■ **Task material**:
◇ ◇ ◇
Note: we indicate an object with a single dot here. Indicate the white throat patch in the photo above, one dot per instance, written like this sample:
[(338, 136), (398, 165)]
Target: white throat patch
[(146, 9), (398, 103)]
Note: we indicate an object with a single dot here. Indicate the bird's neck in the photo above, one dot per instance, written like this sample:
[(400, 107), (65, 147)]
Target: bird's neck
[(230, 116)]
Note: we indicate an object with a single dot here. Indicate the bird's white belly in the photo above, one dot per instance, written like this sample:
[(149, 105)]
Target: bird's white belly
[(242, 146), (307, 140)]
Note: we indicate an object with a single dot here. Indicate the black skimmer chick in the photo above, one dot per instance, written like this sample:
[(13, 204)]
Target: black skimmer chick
◇ ◇ ◇
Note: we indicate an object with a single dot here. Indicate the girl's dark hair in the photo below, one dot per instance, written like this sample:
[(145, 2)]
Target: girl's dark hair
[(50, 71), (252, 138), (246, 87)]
◇ ◇ ◇
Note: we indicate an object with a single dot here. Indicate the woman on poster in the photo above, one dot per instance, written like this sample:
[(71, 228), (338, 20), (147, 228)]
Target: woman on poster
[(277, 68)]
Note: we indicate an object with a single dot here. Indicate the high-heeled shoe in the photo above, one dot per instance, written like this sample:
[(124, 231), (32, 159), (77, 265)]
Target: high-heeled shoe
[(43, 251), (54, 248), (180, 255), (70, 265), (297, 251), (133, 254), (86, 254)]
◇ ◇ ◇
■ **What is expected**: Start at the line that has "Indicate the girl's" and stop after the line that has "[(50, 71), (252, 138), (246, 87)]". Write those lines out again, requests included, and scale every coordinate in the answers by 0.3, rounding to whole numbers with halves going up, while leaving the requests and their sample coordinates unchanged.

■ **Written answer**:
Note: we indicate an object with a single dot here. Indicate the girl's dark hair in the photo below, one dot per instance, written like this sample:
[(145, 2)]
Target: girl's dark hair
[(15, 21), (76, 41), (74, 26)]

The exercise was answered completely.